TASK DIRECTIONS
Beginning with the line containing "Please mark the dune" and ending with the last line, repeat the records exactly.

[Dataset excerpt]
_ _ _

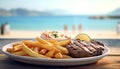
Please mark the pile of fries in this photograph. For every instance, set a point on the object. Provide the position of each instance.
(41, 48)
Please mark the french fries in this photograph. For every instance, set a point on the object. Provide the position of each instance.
(40, 48)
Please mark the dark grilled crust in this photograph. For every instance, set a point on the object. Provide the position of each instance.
(80, 48)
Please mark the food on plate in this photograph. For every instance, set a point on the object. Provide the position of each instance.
(54, 35)
(39, 49)
(80, 48)
(83, 36)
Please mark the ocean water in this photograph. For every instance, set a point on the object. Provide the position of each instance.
(58, 22)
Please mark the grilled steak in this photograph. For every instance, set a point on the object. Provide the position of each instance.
(79, 48)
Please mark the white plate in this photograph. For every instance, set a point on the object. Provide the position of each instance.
(53, 62)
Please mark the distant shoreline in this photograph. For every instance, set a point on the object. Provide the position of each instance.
(105, 17)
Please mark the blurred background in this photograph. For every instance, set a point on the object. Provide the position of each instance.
(28, 18)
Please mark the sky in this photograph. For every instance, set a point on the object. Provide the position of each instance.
(64, 6)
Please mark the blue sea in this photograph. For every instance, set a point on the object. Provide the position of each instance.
(57, 22)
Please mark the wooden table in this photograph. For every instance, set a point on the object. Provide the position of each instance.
(109, 62)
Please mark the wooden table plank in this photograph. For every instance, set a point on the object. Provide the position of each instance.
(108, 62)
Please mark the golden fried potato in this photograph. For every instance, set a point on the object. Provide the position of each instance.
(58, 55)
(17, 48)
(21, 53)
(50, 53)
(40, 40)
(63, 50)
(43, 51)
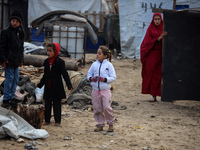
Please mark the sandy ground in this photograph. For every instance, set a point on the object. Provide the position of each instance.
(159, 125)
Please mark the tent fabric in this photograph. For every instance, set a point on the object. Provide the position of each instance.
(111, 28)
(14, 126)
(181, 53)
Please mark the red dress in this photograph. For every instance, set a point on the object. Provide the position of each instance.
(151, 59)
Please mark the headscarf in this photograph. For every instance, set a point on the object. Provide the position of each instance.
(152, 34)
(57, 50)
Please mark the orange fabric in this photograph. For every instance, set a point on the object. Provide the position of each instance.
(151, 59)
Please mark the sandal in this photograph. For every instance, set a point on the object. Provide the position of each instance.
(98, 129)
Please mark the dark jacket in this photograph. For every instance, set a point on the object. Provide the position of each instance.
(12, 46)
(56, 89)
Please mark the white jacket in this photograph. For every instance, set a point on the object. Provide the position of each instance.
(104, 69)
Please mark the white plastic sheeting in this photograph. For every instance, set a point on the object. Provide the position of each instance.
(135, 17)
(14, 126)
(38, 8)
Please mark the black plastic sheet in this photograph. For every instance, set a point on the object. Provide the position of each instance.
(181, 56)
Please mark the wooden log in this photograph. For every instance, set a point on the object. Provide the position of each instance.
(38, 60)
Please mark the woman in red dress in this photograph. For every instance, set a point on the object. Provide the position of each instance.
(151, 57)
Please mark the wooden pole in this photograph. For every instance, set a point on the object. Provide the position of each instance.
(174, 5)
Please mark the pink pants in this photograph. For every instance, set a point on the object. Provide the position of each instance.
(102, 109)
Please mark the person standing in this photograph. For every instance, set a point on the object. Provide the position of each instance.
(12, 56)
(102, 74)
(151, 58)
(54, 70)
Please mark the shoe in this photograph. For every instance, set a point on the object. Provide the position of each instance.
(46, 124)
(110, 129)
(98, 129)
(57, 125)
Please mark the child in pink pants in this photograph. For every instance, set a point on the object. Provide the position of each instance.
(102, 74)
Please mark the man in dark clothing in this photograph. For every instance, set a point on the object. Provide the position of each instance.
(12, 56)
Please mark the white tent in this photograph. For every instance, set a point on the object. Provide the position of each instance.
(135, 16)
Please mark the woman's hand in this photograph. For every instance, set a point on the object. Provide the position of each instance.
(162, 35)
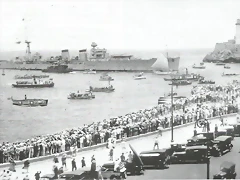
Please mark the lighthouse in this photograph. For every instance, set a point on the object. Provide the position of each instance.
(237, 37)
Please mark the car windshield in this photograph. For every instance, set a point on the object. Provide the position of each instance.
(150, 154)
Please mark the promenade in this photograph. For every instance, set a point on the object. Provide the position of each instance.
(181, 134)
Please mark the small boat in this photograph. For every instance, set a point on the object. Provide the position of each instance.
(90, 71)
(30, 102)
(139, 76)
(34, 84)
(230, 74)
(202, 81)
(78, 96)
(189, 77)
(102, 89)
(226, 67)
(163, 73)
(201, 66)
(181, 83)
(3, 73)
(220, 64)
(106, 77)
(31, 76)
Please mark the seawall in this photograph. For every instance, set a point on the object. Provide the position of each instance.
(42, 158)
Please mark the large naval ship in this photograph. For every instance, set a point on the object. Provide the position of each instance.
(226, 52)
(96, 59)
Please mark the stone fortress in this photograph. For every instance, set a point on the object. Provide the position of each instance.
(226, 51)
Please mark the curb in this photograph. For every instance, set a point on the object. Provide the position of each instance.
(42, 158)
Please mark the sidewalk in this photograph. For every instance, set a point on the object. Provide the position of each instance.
(101, 154)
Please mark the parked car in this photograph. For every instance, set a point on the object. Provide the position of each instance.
(192, 154)
(228, 131)
(209, 135)
(197, 140)
(227, 171)
(157, 158)
(80, 174)
(220, 145)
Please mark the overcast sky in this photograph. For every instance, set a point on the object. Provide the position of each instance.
(117, 24)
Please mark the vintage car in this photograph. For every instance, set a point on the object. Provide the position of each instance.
(177, 147)
(226, 130)
(209, 135)
(157, 158)
(221, 145)
(192, 154)
(108, 171)
(197, 140)
(227, 171)
(80, 174)
(236, 129)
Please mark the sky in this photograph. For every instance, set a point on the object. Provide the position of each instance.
(116, 24)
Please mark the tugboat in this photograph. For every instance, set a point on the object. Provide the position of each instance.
(58, 68)
(201, 66)
(102, 89)
(139, 76)
(89, 71)
(181, 83)
(78, 96)
(30, 102)
(34, 84)
(106, 77)
(31, 76)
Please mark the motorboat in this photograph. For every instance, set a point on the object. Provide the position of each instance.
(227, 67)
(30, 102)
(26, 76)
(140, 76)
(201, 66)
(34, 84)
(81, 96)
(230, 74)
(106, 77)
(181, 83)
(102, 89)
(89, 71)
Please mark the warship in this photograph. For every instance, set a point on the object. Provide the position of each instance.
(96, 58)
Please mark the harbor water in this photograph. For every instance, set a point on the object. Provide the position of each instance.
(17, 123)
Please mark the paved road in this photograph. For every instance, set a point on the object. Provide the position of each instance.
(194, 171)
(141, 144)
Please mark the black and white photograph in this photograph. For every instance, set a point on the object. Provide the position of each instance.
(119, 89)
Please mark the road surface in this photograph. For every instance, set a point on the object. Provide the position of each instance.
(140, 144)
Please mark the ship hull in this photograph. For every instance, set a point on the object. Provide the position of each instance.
(114, 65)
(30, 102)
(33, 85)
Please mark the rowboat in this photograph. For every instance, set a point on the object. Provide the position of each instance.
(30, 102)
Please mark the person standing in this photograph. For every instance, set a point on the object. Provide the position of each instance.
(74, 166)
(37, 175)
(83, 162)
(156, 143)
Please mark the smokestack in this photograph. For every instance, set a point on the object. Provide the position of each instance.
(65, 55)
(173, 63)
(83, 55)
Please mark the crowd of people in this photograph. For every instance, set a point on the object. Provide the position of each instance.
(205, 102)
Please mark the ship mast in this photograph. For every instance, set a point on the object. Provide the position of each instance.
(28, 51)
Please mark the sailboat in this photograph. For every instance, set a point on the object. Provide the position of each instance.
(166, 65)
(3, 73)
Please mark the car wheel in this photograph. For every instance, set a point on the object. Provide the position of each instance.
(220, 153)
(113, 178)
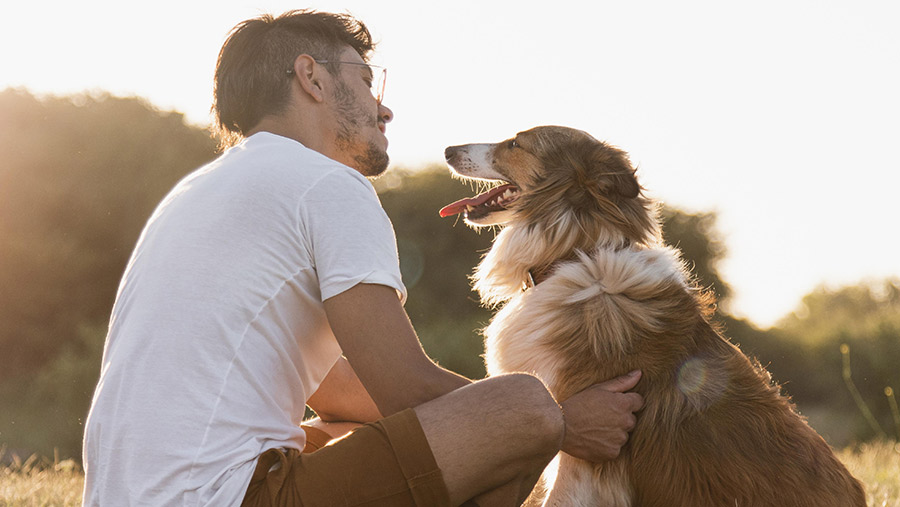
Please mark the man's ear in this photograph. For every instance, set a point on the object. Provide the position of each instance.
(309, 75)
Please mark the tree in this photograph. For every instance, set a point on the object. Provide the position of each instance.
(79, 177)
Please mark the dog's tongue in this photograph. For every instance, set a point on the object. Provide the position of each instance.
(461, 205)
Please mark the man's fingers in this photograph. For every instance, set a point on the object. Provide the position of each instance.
(623, 383)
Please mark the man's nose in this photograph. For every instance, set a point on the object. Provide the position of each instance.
(385, 114)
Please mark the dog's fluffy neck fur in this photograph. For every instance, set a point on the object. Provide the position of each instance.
(534, 247)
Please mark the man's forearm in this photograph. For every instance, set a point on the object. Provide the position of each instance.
(341, 397)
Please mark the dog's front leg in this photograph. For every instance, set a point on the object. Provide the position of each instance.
(582, 484)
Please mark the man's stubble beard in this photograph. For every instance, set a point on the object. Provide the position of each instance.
(352, 118)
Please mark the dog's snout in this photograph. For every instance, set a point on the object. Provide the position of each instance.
(450, 152)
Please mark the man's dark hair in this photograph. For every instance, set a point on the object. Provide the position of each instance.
(252, 78)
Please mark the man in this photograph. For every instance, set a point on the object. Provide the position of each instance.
(269, 280)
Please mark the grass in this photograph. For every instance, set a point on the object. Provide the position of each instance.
(40, 482)
(45, 482)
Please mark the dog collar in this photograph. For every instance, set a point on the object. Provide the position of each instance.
(529, 281)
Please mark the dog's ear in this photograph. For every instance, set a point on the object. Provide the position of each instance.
(615, 171)
(626, 185)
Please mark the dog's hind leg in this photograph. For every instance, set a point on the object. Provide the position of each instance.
(582, 484)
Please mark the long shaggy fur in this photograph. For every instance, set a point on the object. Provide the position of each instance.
(715, 429)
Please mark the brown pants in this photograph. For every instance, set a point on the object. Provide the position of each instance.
(387, 463)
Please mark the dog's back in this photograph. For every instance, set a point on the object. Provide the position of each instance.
(714, 431)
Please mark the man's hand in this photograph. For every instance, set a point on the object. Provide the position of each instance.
(598, 419)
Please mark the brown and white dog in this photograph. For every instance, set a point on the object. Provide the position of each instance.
(588, 292)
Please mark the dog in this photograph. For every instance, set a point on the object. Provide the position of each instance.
(588, 291)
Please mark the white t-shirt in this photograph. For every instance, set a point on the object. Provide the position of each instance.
(218, 335)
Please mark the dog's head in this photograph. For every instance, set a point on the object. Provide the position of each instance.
(552, 177)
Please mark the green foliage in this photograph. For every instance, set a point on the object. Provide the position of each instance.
(436, 256)
(697, 238)
(80, 175)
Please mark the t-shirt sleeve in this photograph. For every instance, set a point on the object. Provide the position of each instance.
(350, 237)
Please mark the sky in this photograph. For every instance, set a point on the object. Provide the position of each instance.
(781, 116)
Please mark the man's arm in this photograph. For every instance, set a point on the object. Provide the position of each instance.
(380, 344)
(341, 397)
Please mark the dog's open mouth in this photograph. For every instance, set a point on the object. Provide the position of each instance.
(495, 199)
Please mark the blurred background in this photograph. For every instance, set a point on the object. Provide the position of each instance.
(769, 132)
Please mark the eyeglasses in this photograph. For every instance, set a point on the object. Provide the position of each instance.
(377, 72)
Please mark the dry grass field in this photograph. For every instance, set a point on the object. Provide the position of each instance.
(44, 482)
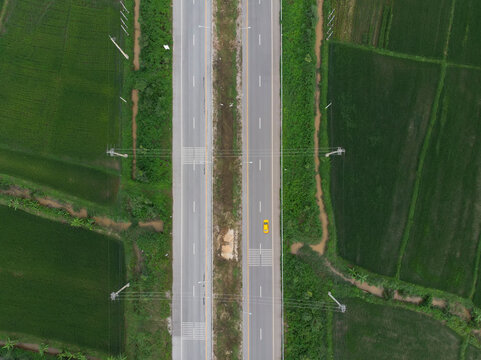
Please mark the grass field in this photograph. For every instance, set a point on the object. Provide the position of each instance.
(378, 332)
(56, 282)
(465, 42)
(60, 83)
(446, 231)
(301, 213)
(380, 111)
(408, 26)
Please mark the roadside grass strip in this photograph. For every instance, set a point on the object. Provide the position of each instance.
(380, 112)
(59, 92)
(56, 281)
(378, 332)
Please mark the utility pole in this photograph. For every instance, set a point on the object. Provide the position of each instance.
(339, 151)
(112, 153)
(115, 295)
(341, 306)
(118, 47)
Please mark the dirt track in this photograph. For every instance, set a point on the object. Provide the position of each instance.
(320, 248)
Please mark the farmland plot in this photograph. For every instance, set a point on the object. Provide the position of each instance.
(465, 42)
(443, 242)
(56, 282)
(370, 331)
(409, 26)
(380, 111)
(60, 84)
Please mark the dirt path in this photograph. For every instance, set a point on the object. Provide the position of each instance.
(320, 248)
(136, 35)
(135, 110)
(135, 92)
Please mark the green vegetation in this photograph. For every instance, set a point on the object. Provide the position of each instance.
(59, 90)
(56, 282)
(420, 27)
(301, 213)
(370, 331)
(380, 115)
(149, 255)
(227, 183)
(445, 235)
(465, 44)
(408, 26)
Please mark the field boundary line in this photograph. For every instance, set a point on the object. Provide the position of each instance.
(3, 11)
(476, 270)
(389, 52)
(419, 171)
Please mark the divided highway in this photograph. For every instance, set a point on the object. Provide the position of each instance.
(192, 185)
(262, 320)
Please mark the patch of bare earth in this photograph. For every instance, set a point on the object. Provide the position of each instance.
(227, 269)
(109, 223)
(320, 248)
(295, 247)
(155, 225)
(135, 110)
(135, 92)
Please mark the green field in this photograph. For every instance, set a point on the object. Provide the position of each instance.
(465, 42)
(378, 332)
(301, 213)
(380, 112)
(56, 282)
(60, 84)
(409, 26)
(446, 231)
(473, 353)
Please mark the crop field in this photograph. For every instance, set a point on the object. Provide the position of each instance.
(59, 92)
(465, 42)
(370, 331)
(408, 26)
(380, 111)
(56, 282)
(442, 250)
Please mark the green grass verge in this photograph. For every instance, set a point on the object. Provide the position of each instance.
(442, 247)
(380, 115)
(301, 213)
(56, 283)
(60, 88)
(371, 331)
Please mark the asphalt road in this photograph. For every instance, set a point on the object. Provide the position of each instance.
(262, 325)
(192, 185)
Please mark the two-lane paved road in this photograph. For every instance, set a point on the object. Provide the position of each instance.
(192, 186)
(261, 144)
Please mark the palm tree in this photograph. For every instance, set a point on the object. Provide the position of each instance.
(9, 344)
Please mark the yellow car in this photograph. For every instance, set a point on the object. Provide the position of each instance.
(266, 226)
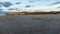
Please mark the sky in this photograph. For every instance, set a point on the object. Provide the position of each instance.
(29, 5)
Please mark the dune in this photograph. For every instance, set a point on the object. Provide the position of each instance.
(30, 24)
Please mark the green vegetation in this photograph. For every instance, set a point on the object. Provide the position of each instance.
(32, 13)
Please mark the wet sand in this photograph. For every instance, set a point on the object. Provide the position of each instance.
(30, 24)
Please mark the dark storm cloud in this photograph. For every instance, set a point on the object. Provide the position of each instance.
(6, 4)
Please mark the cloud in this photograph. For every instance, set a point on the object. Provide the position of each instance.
(55, 3)
(27, 6)
(6, 4)
(17, 3)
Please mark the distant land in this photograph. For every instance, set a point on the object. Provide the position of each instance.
(31, 13)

_ _ _

TASK ANSWER
Please mark the dune in this photograph. For every instance, set a point on the object. Provide the position of each instance.
(30, 24)
Please mark the green vegetation in this photograph. For every instance, set a point on the object. Provide the position of each instance.
(32, 13)
Please mark the wet sand in this photograph. For every instance, set a point on the object. Provide the position of each instance.
(30, 24)
Please mark the dark storm cloud in this photograph. For every instance, set a point on the object. Provide the position of each instance.
(6, 4)
Please mark the cloud in this photograph. For every instance, set a point on the object. Provide the position of each instance.
(55, 3)
(27, 6)
(6, 4)
(17, 3)
Please mark the distant land in this photograph. For every instance, set a point on the object. Provide the position of each instance.
(31, 13)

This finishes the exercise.